Written task: Copy the records below verbatim, keeping every line.

Data listing:
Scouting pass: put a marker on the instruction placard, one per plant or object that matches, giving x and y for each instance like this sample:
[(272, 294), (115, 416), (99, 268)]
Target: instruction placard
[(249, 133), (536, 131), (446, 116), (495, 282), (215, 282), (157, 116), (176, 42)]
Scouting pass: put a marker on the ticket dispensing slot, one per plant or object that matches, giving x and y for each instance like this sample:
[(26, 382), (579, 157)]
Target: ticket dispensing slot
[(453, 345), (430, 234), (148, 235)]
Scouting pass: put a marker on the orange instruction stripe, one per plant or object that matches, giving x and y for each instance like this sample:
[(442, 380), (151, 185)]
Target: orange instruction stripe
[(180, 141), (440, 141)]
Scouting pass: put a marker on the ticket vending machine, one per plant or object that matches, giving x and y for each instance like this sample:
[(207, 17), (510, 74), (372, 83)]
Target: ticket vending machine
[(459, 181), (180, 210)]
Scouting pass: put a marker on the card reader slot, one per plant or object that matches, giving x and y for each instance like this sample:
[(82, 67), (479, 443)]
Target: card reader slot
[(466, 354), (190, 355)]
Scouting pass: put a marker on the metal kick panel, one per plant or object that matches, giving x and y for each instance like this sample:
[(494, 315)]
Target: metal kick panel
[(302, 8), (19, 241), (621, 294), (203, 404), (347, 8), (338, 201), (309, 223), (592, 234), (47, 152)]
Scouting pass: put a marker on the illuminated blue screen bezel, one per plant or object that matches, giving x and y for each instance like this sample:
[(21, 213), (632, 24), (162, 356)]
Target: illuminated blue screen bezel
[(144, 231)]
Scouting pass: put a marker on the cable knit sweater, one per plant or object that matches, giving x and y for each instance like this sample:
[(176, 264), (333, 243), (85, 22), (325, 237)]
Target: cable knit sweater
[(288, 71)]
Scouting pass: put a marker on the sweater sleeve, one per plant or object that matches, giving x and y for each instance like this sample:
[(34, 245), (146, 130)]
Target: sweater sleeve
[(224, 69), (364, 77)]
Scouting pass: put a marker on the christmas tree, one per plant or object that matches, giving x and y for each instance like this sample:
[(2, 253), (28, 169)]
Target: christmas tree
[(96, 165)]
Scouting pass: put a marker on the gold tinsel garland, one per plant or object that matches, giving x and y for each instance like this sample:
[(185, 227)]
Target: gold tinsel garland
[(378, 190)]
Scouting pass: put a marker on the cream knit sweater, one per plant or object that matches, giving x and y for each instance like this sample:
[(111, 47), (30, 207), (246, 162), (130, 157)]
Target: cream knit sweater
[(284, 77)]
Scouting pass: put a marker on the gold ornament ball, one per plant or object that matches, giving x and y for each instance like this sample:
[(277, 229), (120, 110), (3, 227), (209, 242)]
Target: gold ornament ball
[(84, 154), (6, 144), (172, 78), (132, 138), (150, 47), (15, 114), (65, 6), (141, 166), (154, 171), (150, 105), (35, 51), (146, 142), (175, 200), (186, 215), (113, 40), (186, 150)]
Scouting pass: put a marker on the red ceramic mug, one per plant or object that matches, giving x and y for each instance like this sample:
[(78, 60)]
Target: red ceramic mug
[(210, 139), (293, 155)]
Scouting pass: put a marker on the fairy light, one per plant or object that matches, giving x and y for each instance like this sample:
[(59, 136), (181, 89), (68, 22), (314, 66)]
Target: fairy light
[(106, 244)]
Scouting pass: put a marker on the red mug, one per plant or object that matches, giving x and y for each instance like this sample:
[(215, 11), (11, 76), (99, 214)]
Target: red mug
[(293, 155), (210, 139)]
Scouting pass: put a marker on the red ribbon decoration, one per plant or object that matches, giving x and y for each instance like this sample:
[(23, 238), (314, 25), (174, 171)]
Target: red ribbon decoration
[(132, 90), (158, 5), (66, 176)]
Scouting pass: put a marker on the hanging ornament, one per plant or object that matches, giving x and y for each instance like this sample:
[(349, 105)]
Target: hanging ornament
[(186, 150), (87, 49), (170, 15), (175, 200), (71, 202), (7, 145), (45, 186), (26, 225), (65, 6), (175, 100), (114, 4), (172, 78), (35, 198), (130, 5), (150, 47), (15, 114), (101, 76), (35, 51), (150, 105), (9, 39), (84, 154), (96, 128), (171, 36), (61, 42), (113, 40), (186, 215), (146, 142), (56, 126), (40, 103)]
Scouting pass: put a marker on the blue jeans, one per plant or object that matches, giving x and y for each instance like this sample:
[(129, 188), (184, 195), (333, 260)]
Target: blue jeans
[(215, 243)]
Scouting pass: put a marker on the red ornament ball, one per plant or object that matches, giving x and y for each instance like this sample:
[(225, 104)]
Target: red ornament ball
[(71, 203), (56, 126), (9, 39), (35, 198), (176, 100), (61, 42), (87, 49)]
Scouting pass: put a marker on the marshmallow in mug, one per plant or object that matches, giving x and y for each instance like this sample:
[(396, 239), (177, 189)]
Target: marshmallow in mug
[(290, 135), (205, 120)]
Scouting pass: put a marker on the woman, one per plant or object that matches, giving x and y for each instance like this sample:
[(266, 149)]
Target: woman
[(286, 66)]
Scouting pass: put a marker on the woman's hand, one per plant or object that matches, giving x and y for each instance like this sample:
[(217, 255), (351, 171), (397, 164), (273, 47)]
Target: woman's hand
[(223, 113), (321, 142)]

Solution for this task:
Scouting pass: put a marker on the instruction placard, one per plant or object that matches, giving x and y for each instance like this sample:
[(272, 294), (115, 416), (99, 268)]
Target: instruction placard
[(249, 133), (536, 131), (446, 116), (495, 282), (215, 282), (157, 116), (176, 42)]
Scouting pass: put a marker on the ticket dispensing slot, one per plant or object that matches, giving x and y for each instance like this sample:
[(26, 382), (579, 157)]
Target: ticket dispensing slot
[(453, 345), (430, 234), (148, 235)]
Scouting pass: put a marker on the orange instruction stripe, one per plant or object that matches, giving x and y for each instance like this sample:
[(442, 380), (151, 185)]
Target: orange instruction stripe
[(180, 141), (440, 141)]
Scouting pass: put a marker on the ticket vending machine, one per plant or object that matches, giving x and y for each instance like this sample:
[(207, 17), (510, 74), (372, 83)]
Target: ticket vending machine
[(459, 181), (180, 210)]
Scouting pass: put a marker on the card reader slot, one per plant or object that matches, giving x and y for each instance like this sample:
[(82, 67), (479, 443)]
Target: card reader slot
[(466, 354), (190, 355)]
Scouting pass: put a marker on the metal kick panel, one per plant or object that matches, giving x and y for each instance like this sample:
[(494, 315)]
Target: metal kick panel
[(302, 8), (19, 241), (621, 294), (203, 404), (347, 8), (338, 201), (309, 223), (592, 234), (47, 152)]
Scouting pass: put a marker on the illuminated blue screen bezel, one per plant or object that matches, giving x and y for each instance like this sample:
[(21, 213), (632, 24), (162, 356)]
Target: illuminated blue screen bezel
[(144, 231)]
Scouting pass: put a marker on the cable knit sweater, one per plant or object that matches, giving x and y for each instance like this sample:
[(176, 264), (333, 243), (85, 22), (325, 237)]
Target: cable knit sweater
[(288, 71)]
Scouting pass: put a marker on the sweater sleeve, one per plant or object that matches, giving x and y for each instance like this sample:
[(34, 245), (146, 130)]
Target: sweater sleeve
[(224, 69), (364, 77)]
Scouting pass: put a marker on the christmas tree, one per plant or object that matches, giving x and y for each instance like this sample:
[(2, 253), (28, 169)]
Target: christmas tree
[(96, 165)]
Scouting pass: put a marker on the gold tinsel garland, one per plant or object that matches, giving x and y for each instance like this sample:
[(185, 227)]
Target: gold tinsel garland
[(378, 190)]
Scouting pass: put a marker on the cream knit sweater, one per plant or object that matches, giving x and y for each instance like this sample:
[(111, 47), (30, 207), (246, 162), (130, 157)]
Target: cream knit sweater
[(284, 77)]
Scouting pass: put a marker on the gold ornament ball, one per plant or object that matches, giving x and y for each instance like this sample:
[(277, 229), (120, 110), (3, 227), (209, 242)]
Target: gold ornament ball
[(84, 154), (6, 144), (172, 78), (132, 138), (150, 47), (15, 114), (65, 6), (141, 166), (154, 171), (150, 105), (35, 51), (146, 142), (175, 200), (186, 215), (113, 40), (186, 150)]
Scouting pass: put a marker on the red ceramic mug, one per plant or object that matches, giving x and y for each instance like this sample:
[(78, 60)]
Target: red ceramic mug
[(210, 139), (293, 155)]
Scouting pass: put a marker on the fairy light, one per plant or object that matches, giving x and y for each instance like this sample:
[(59, 136), (181, 89), (68, 22), (314, 66)]
Target: fairy light
[(106, 244)]
Scouting pass: put a marker on the red mug, one per plant or object that matches, giving x and y for each instance like this sample:
[(215, 11), (11, 76), (99, 214)]
Target: red mug
[(293, 155), (210, 139)]
Scouting pass: put a marker on the red ribbon decoration, one per plant or object that matches, giving x and y for each instance like this sample:
[(23, 238), (314, 25), (174, 171)]
Target: red ribbon decoration
[(132, 90), (158, 5), (66, 176)]
Scouting pass: put a marker on the hanging ornament, one per plant or object that matches, giving x and y for each instance like this sample:
[(349, 105)]
Target: hanging ornament
[(186, 150), (87, 49), (170, 15), (175, 200), (71, 202), (7, 145), (45, 186), (26, 225), (65, 6), (175, 100), (114, 4), (172, 78), (35, 198), (130, 5), (150, 47), (15, 114), (101, 76), (35, 51), (150, 105), (9, 39), (84, 154), (96, 128), (171, 36), (61, 42), (113, 40), (186, 215), (146, 142), (56, 126), (40, 103)]
Scouting pass: put a marker on the blue jeans, one per plant or object that matches, giving x and y for each instance like this sample:
[(129, 188), (184, 195), (333, 260)]
Target: blue jeans
[(215, 243)]
Scouting pass: put a marker on the red ornament ball, one per plant or object that matches, giving x and y for each instance like this sample:
[(225, 104)]
Target: red ornament ball
[(71, 203), (56, 126), (9, 39), (35, 198), (176, 100), (61, 42), (87, 49)]
Scouting pass: put a marker on the marshmallow in mug, one per plant or object that matches, giving x and y for each instance like this sample:
[(396, 239), (177, 189)]
Target: marshmallow in mug
[(290, 135), (205, 120)]
Scouting pass: put a marker on the woman, one per plant or object that matches, giving x and y for each instance like this sample:
[(266, 149)]
Target: woman
[(286, 66)]
Scouting pass: put a marker on the woman's hand, one per plant or object that matches, giving x and y for each instance like this sample:
[(217, 255), (351, 171), (397, 164), (273, 47)]
Target: woman's hand
[(223, 113), (321, 142)]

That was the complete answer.